─── GIVEN INFORMATION

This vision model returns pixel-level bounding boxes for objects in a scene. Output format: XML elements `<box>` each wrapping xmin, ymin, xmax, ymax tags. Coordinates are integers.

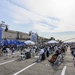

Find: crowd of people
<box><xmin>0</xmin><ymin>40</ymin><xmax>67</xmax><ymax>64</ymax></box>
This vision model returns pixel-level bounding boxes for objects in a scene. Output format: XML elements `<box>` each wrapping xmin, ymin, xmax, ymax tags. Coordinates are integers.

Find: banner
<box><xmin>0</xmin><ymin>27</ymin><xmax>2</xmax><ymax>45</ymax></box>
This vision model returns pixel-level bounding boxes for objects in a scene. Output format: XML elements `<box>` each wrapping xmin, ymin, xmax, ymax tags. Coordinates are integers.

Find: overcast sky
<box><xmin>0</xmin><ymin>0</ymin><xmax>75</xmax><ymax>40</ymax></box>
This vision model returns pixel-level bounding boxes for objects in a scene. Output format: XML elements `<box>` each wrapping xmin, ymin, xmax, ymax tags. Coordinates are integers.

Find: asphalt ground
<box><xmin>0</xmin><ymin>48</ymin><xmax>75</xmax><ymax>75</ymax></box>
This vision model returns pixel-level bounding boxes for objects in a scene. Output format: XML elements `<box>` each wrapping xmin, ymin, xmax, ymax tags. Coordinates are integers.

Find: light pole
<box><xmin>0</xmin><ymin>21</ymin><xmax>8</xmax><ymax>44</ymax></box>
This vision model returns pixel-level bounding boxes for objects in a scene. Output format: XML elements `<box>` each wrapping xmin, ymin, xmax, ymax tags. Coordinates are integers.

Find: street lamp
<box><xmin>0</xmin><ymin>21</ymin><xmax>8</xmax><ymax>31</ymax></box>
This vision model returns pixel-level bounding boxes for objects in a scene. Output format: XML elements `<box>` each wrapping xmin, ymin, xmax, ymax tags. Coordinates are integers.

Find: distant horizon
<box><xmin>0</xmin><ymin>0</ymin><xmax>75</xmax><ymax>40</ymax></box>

──────

WORK INSTRUCTIONS ▸ Locate each line above that contains the word "Find" and copy those lines.

RESPONSE BELOW ▸
Find: crowd of people
Find: banner
Find: overcast sky
Find: asphalt ground
Find: light pole
Find: street lamp
Find: distant horizon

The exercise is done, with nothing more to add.